Exercise goal: According to the passage on soft lens fitting, why are early silicone lenses such as PureVision and Night and Day supplied in two base curves? Answer in one or two sentences.
** Passage provided follows **
Basic Soft Lens Fitting

The relevance of the "k" readings following a normal pre-fitting examination is questionable in soft lens fitting. Apart from a point to refer back to in aftercare visits, its value as an indication for initial lens choice is minimal. A far greater influence on the overall comfort and fit of a given lens is the corneal diameter (HVID).

As most ECPs do not have a graticule in the eyepiece of their slit lamp, assessment using a pupillary distance (PD) rule is frequently used, with some inaccuracy. The average ECP will simply use an habitual monthly/daily lens and expect it to fit – and mostly it does!

Manufacturers of moulded hydrogel lenses with low modulus materials, have found over the years that the average cornea can be fitted with one base curve/diameter combination. Variations around these values occur mainly as a result of variations in material characteristics and thickness.

Manufacturers have found that the higher modulus of high silicone/low water-content materials were less forgiving and as a result, had to introduce two base curves . Early silicone lenses such as PureVision and Night and Day, are provided in two base curves for this reason. As newer silicone materials with higher water content and lower moduli have become available, larger manufacturers have reverted to the "one size fits all" philosophy, if the material will permit.
** End of Passage provided **
** Record set follows **
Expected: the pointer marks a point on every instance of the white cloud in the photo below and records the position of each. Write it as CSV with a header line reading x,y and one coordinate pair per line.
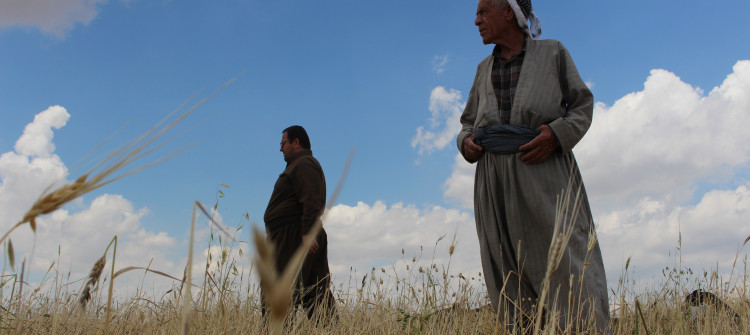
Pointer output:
x,y
659,141
51,17
363,236
459,187
438,63
445,108
82,232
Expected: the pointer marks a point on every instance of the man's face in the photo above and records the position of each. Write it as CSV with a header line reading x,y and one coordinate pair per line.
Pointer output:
x,y
490,21
289,147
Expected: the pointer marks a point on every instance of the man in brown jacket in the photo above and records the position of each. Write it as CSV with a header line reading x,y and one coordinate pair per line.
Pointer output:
x,y
297,201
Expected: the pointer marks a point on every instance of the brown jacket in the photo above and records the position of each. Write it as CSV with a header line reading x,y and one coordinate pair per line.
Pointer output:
x,y
299,192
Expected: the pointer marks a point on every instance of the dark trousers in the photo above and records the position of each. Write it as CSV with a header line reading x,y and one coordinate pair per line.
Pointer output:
x,y
312,290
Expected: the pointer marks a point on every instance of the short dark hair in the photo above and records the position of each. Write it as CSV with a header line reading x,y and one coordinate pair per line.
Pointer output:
x,y
297,132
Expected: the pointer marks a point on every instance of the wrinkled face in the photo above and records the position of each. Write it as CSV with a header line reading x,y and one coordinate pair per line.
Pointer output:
x,y
490,21
289,147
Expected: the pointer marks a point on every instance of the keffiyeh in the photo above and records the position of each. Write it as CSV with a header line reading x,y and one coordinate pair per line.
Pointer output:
x,y
527,19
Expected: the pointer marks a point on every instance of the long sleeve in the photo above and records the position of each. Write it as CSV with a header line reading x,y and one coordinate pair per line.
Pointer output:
x,y
578,101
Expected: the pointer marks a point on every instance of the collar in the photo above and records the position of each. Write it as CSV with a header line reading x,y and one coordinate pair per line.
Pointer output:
x,y
498,48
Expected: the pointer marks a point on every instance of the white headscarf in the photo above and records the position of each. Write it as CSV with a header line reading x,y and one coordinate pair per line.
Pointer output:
x,y
527,19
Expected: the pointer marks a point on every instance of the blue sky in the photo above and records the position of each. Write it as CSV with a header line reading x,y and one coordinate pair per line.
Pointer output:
x,y
663,148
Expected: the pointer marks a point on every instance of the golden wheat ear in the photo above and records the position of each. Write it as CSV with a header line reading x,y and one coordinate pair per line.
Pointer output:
x,y
108,168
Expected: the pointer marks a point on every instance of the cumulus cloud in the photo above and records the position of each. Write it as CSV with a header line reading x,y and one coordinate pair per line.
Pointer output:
x,y
75,236
659,141
445,108
459,187
364,236
51,17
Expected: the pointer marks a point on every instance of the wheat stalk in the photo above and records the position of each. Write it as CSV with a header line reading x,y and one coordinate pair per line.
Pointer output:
x,y
563,230
118,160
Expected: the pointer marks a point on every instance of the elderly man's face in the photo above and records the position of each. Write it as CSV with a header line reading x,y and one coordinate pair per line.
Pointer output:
x,y
491,21
288,147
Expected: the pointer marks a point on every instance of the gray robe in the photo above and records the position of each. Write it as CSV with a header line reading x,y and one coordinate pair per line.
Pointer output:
x,y
514,203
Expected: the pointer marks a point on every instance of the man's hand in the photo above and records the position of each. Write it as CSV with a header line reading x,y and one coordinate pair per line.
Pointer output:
x,y
540,147
314,247
472,151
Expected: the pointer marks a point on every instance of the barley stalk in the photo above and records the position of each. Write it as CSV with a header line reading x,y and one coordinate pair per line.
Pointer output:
x,y
116,161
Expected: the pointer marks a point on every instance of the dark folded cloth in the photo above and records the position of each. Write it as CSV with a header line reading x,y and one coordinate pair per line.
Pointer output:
x,y
504,139
283,221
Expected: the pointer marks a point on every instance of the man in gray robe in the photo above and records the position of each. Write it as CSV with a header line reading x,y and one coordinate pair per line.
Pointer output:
x,y
527,109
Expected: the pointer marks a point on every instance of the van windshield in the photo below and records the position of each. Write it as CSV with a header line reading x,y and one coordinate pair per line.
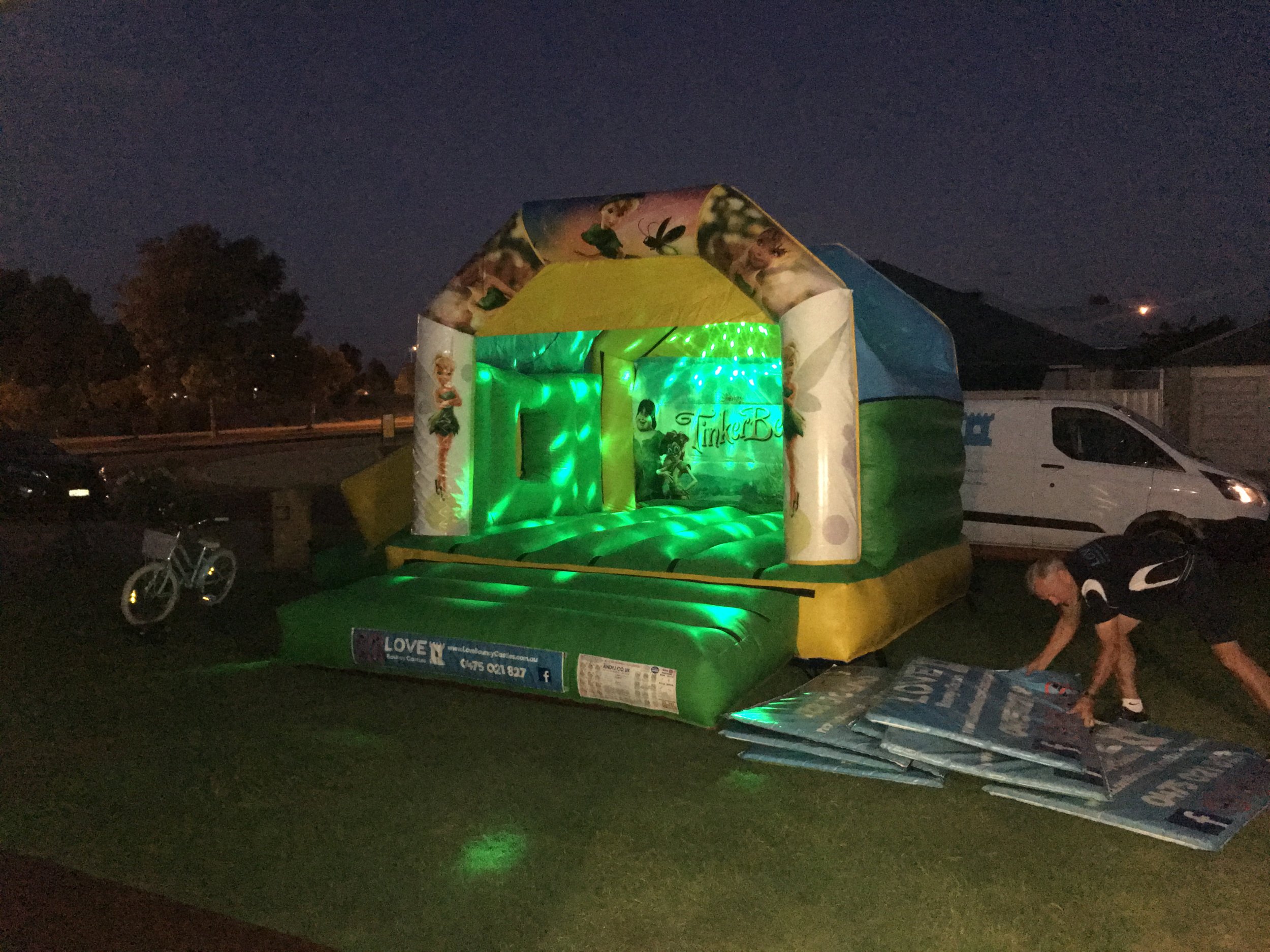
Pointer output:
x,y
1170,440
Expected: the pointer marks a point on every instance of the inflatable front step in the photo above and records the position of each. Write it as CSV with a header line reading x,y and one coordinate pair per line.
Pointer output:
x,y
679,649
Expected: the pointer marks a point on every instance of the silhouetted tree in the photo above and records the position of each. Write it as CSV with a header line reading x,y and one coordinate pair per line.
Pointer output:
x,y
200,299
1169,339
377,380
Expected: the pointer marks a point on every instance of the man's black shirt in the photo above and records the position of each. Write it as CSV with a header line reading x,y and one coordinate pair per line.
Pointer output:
x,y
1141,577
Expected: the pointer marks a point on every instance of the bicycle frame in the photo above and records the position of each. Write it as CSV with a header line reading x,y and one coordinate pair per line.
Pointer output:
x,y
186,563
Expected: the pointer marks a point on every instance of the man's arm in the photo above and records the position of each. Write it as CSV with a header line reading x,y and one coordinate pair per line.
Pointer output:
x,y
1109,650
1068,622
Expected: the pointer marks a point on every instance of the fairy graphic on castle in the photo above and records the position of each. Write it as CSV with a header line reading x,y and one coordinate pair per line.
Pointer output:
x,y
798,379
794,423
604,234
443,424
675,469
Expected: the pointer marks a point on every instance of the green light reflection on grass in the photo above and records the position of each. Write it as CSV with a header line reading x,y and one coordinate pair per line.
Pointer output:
x,y
235,667
493,853
746,781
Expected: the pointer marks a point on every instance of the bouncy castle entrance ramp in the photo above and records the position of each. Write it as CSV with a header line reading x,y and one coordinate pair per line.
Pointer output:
x,y
686,650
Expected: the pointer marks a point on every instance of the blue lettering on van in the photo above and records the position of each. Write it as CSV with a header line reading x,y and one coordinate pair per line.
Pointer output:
x,y
977,430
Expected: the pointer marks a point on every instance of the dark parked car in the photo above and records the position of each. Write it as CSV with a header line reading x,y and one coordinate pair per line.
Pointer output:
x,y
37,476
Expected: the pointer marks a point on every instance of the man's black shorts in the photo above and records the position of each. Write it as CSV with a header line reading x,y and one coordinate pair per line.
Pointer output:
x,y
1200,600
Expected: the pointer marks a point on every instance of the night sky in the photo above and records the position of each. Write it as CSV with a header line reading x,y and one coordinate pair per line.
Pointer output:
x,y
1038,155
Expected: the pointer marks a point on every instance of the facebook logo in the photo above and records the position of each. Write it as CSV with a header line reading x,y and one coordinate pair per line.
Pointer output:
x,y
1200,820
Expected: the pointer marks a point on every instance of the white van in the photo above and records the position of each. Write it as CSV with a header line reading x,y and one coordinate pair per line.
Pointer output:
x,y
1056,474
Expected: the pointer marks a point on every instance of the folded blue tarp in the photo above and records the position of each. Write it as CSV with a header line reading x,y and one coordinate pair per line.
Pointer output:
x,y
796,758
824,710
977,762
997,711
1167,785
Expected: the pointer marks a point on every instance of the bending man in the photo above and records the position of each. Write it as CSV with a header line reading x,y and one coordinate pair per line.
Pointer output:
x,y
1122,582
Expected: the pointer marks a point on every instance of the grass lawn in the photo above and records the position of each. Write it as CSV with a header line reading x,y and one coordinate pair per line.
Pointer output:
x,y
370,813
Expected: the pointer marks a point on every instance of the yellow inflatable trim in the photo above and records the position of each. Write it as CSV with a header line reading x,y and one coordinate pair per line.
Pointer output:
x,y
847,621
648,292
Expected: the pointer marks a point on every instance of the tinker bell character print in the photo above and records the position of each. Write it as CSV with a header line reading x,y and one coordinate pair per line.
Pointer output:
x,y
675,470
604,234
443,423
648,450
750,267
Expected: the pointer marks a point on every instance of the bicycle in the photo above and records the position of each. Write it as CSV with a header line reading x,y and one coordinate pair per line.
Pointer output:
x,y
187,560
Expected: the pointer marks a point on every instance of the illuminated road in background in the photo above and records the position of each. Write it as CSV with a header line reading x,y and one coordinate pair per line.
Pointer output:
x,y
225,440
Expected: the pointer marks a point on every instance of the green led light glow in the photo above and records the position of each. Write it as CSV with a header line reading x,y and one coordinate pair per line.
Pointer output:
x,y
746,781
729,418
493,853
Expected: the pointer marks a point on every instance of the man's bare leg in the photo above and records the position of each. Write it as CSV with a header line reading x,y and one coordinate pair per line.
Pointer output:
x,y
1251,676
1127,662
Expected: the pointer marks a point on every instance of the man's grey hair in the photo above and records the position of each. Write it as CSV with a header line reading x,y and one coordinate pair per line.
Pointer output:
x,y
1043,569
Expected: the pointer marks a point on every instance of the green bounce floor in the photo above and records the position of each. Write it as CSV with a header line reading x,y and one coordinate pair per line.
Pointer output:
x,y
679,649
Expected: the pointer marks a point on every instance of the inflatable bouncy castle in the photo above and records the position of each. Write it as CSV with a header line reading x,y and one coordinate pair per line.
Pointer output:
x,y
659,447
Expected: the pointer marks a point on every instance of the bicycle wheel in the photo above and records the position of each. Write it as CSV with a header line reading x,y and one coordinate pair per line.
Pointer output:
x,y
149,595
217,577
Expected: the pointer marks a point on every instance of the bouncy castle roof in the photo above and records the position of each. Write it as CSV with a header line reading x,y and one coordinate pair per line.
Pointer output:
x,y
679,259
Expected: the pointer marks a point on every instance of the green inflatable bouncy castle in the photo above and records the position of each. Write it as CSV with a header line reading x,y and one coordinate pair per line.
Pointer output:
x,y
659,447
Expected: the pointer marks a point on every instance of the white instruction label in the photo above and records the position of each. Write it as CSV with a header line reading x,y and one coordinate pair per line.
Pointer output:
x,y
628,683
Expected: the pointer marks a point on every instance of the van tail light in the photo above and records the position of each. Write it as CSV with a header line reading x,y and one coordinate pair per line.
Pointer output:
x,y
1236,490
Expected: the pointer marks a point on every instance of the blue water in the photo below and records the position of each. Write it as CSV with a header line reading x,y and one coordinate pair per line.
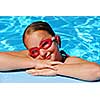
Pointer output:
x,y
80,35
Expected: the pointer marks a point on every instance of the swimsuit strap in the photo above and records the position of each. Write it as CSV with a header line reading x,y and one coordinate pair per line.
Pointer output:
x,y
64,55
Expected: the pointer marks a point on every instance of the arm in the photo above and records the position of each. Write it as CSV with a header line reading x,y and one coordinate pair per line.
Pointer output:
x,y
85,71
21,60
11,61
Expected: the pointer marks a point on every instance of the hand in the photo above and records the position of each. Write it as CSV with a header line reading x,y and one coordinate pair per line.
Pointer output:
x,y
42,72
40,64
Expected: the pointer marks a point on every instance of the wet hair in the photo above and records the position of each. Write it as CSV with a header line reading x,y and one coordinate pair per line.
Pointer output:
x,y
35,26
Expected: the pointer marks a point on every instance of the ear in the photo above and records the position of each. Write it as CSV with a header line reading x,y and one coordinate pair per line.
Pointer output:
x,y
58,40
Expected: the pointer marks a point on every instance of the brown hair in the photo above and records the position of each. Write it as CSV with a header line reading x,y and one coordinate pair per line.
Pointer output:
x,y
35,26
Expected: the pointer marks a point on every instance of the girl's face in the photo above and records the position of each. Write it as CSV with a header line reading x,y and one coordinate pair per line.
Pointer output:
x,y
42,46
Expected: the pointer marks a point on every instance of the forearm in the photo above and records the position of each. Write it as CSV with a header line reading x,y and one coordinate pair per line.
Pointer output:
x,y
11,62
85,71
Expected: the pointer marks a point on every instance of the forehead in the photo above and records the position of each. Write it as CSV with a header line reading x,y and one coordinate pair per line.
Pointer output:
x,y
35,38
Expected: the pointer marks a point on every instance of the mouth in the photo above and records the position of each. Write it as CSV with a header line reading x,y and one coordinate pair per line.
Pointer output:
x,y
48,57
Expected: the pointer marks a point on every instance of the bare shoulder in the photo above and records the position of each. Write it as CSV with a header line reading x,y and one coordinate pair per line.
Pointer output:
x,y
17,53
74,59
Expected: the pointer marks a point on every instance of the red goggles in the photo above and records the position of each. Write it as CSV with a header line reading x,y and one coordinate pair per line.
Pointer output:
x,y
44,44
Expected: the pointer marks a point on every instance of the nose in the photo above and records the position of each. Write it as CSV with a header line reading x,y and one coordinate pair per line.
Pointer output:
x,y
43,52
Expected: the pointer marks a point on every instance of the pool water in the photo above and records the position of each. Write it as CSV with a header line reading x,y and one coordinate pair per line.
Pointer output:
x,y
80,35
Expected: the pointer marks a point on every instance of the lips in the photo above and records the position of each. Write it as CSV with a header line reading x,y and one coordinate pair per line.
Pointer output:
x,y
48,57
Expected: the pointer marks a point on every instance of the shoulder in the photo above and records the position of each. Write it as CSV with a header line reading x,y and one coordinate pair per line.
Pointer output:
x,y
74,59
22,53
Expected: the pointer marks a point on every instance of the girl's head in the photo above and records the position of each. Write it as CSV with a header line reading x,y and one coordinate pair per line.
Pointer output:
x,y
41,41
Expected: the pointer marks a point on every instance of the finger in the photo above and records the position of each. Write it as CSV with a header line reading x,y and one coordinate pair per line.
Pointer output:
x,y
55,63
43,72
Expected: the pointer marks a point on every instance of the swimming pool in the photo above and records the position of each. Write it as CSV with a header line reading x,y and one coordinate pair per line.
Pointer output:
x,y
80,35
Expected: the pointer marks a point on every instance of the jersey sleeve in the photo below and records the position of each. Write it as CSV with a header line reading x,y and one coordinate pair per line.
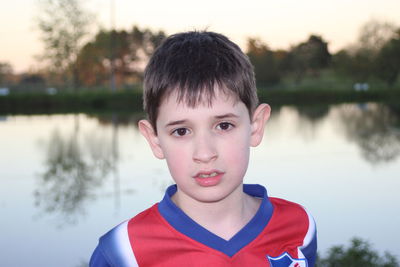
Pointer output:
x,y
114,249
98,259
309,247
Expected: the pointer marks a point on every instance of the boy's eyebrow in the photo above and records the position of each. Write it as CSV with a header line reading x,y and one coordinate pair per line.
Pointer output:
x,y
172,123
224,116
228,115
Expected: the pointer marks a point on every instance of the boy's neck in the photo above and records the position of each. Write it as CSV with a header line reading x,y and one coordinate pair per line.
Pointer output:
x,y
223,218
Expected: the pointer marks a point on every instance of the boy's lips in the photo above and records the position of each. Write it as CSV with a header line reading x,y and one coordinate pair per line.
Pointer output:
x,y
208,178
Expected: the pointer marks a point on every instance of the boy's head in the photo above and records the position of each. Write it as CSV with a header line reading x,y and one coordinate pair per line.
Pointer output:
x,y
199,93
192,65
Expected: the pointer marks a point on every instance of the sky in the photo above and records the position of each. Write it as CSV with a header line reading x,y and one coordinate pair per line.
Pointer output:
x,y
280,24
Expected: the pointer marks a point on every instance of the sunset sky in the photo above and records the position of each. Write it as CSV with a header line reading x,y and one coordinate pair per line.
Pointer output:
x,y
280,24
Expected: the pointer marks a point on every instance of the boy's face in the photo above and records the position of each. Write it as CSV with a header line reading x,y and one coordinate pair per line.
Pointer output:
x,y
206,147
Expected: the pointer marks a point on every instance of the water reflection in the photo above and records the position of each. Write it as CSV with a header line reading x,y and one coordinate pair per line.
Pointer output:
x,y
375,128
74,167
77,163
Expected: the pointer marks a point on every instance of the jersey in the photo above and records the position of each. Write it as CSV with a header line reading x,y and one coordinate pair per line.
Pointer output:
x,y
281,233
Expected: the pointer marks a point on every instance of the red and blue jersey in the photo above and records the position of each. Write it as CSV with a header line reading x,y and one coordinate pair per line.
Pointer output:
x,y
281,233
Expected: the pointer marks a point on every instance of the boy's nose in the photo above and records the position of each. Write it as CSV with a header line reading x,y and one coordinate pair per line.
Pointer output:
x,y
204,150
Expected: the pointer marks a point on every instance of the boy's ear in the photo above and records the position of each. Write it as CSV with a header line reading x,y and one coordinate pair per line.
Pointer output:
x,y
148,132
260,117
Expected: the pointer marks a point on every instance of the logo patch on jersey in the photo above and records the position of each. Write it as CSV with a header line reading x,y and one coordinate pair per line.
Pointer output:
** End of Record set **
Your solution: The high silicone/low water-content materials of these lenses have a higher modulus, which makes them less forgiving. Manufacturers therefore had to introduce two base curves.